Region segmentation records:
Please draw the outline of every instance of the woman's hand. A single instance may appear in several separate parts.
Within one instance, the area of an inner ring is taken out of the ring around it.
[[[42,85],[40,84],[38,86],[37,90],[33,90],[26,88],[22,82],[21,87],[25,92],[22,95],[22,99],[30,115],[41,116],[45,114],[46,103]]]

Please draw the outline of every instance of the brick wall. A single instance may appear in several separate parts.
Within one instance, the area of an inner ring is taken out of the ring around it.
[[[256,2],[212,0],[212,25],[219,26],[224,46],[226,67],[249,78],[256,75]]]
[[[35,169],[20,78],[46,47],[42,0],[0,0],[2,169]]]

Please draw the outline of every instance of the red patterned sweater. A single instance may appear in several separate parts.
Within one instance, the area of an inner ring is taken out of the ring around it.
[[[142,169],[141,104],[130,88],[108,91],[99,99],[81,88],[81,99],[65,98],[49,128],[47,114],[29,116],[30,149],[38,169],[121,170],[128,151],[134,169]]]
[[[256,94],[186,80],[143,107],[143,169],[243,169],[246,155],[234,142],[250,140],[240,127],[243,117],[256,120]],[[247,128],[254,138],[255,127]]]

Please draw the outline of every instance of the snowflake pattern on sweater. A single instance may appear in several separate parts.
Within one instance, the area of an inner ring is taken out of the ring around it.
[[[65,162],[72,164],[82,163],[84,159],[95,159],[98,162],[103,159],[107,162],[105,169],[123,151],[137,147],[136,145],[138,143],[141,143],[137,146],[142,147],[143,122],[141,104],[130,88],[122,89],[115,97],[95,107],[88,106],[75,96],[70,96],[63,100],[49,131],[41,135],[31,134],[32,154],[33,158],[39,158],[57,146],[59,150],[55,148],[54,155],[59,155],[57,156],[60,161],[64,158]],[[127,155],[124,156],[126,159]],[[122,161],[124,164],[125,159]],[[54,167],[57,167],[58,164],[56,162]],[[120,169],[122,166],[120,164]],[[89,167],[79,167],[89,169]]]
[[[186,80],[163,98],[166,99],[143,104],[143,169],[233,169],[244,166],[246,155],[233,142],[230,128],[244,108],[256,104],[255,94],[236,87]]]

- Work to be completed
Transcribe every line of the records above word for word, including each coordinate list.

- Response to the exercise
Please draw the outline of every instance of the woman's hand. A single instance may appear in several separate parts.
Within one instance, the area of an inner ring is taken out of the ring around it.
[[[42,85],[40,84],[38,86],[37,90],[33,90],[26,88],[22,82],[21,87],[25,92],[22,95],[22,99],[30,115],[41,116],[45,114],[46,103]]]

Please draw the outline of every instance of the brick wall. A single instance may appear in several separate parts.
Within one instance, the area of an inner ring is taken out of the ring around it.
[[[256,2],[212,0],[212,25],[219,26],[224,46],[226,67],[249,78],[256,75]]]
[[[35,169],[20,78],[46,47],[42,0],[0,0],[2,169]]]

Please draw the outline of every instance of the red patterned sweater. A single instance may appear in several separate parts.
Within one instance, the area of an inner ring is taken out of the ring around it.
[[[142,169],[141,104],[130,88],[108,91],[99,99],[81,88],[81,99],[65,98],[49,128],[47,114],[29,116],[30,149],[38,169],[121,170],[128,151],[134,169]]]
[[[256,94],[186,80],[143,107],[143,169],[243,169],[246,155],[234,142],[250,140],[240,127],[243,117],[256,120]],[[247,128],[254,138],[255,127]]]

Please draw the outline of every instance of the snowflake pattern on sweater. A single instance may appear in several separate parts.
Within one instance, the area of an inner ring is taken out of the ring around it.
[[[65,162],[72,164],[82,163],[84,159],[95,159],[98,162],[103,159],[107,162],[105,169],[123,151],[137,147],[136,145],[138,143],[141,143],[137,146],[142,147],[143,122],[141,104],[130,88],[122,89],[115,97],[95,107],[88,106],[75,96],[70,96],[63,100],[49,131],[41,135],[31,134],[32,154],[33,158],[39,158],[57,146],[59,150],[55,148],[54,155],[59,155],[57,156],[60,161],[64,158]],[[127,155],[124,156],[126,159]],[[122,161],[124,164],[125,159]],[[54,167],[57,167],[58,164],[56,162]],[[120,169],[122,166],[120,164]],[[89,167],[79,167],[89,169]]]
[[[186,80],[163,98],[166,99],[143,104],[143,169],[233,169],[244,166],[246,155],[233,142],[230,128],[244,108],[256,104],[255,94],[236,87]]]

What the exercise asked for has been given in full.